- Opening Delimiter -

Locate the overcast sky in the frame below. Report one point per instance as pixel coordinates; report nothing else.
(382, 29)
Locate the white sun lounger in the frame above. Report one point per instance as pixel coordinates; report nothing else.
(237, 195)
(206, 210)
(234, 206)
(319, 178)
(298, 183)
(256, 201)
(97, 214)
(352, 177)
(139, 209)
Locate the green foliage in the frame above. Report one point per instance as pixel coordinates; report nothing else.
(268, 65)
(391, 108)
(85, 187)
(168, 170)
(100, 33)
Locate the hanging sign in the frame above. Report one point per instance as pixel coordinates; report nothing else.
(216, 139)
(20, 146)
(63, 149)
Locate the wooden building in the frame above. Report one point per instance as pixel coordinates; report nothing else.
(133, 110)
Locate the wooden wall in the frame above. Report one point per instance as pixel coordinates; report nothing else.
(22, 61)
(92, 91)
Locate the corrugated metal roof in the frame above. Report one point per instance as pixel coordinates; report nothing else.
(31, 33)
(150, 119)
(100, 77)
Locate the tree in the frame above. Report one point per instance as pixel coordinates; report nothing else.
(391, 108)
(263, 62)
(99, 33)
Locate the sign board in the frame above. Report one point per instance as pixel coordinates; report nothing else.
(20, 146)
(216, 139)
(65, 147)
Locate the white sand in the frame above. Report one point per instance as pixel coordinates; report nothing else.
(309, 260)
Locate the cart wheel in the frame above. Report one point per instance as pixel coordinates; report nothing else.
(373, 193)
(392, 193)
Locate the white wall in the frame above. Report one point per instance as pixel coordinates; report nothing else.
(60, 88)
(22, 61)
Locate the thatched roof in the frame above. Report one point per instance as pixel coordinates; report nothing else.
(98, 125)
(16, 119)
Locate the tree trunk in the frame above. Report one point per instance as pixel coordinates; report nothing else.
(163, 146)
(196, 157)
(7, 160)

- Closing Delimiter -

Taking the line that contains "Locate the sign" as the starting point, copy every line through the end of the listing exactly, and write nothing further.

EXERCISE ANSWER>
Locate the sign board in the frame above. Report one point per instance as pixel coordinates; report nothing else.
(20, 146)
(216, 139)
(65, 147)
Locate the white sand in the frame above. Report one point per instance as pixel coordinates; report nothing else.
(309, 260)
Locate the cart wheel in the frame above. Report one point per instance as pixel coordinates; report nothing else.
(373, 193)
(392, 193)
Locate the white wall in the frame above. Report one point per instance as pixel coordinates; report nothing else.
(60, 88)
(22, 61)
Locate the thatched roof in the frame above. Report one point per instance as pixel coordinates; report nothing else.
(98, 125)
(16, 119)
Locate the tree trunk in the frame above. Report one point per instance as pixel coordinates; report nothing else.
(163, 146)
(196, 157)
(7, 160)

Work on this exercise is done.